Em 1964, com a instauração da Ditadura Militar no Brasil, artistas se reorganizaram em uma frente de resistência ao processo de censura e perseguição – medidas do regime autoritário, intencionando eliminar qualquer forma de oposição à ideologia dominante, que atingiriam seu pico com a criação, em 1968, do AI-5 (Ato Institucional nº 5). Desse modo, grande parte da classe artística do País se engajou na luta pela liberdade de expressão, na denúncia da política vigente e na abordagem de assuntos tidos como tabus pela sociedade.
Na literatura do período a escritora Cassandra Rios (1932-2002) tem papel de destaque com uma produção cuja linha central é a abordagem da homossexualidade feminina. Em tempos em que a diversidade sexual era somente reconhecida à margem da sociedade tida como tradicional, nota-se como a autora, a partir de seus romances, remou na contramão de um sistema heteronormativo que funcionava como instrumento de opressão para lésbicas e gays. A ficção de Cassandra traz a representação das vidas e subjetividades homossexuais inseridas na vida cotidiana brasileira. Assim, os personagens são construídos não por uma visão exótica, mas pela complexidade natural de qualquer ser humano.

SEÇÃO DE DADOS:
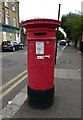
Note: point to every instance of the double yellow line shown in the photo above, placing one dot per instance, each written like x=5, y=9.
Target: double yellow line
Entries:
x=14, y=85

SEU OBJETIVO: Extraia, sem nenhuma alteração, a passagem do texto sobre Cassandra Rios e a Ditadura Militar que vai de "Na literatura do" a "qualquer ser humano.".

EM RESPOSTA:
Na literatura do período a escritora Cassandra Rios (1932-2002) tem papel de destaque com uma produção cuja linha central é a abordagem da homossexualidade feminina. Em tempos em que a diversidade sexual era somente reconhecida à margem da sociedade tida como tradicional, nota-se como a autora, a partir de seus romances, remou na contramão de um sistema heteronormativo que funcionava como instrumento de opressão para lésbicas e gays. A ficção de Cassandra traz a representação das vidas e subjetividades homossexuais inseridas na vida cotidiana brasileira. Assim, os personagens são construídos não por uma visão exótica, mas pela complexidade natural de qualquer ser humano.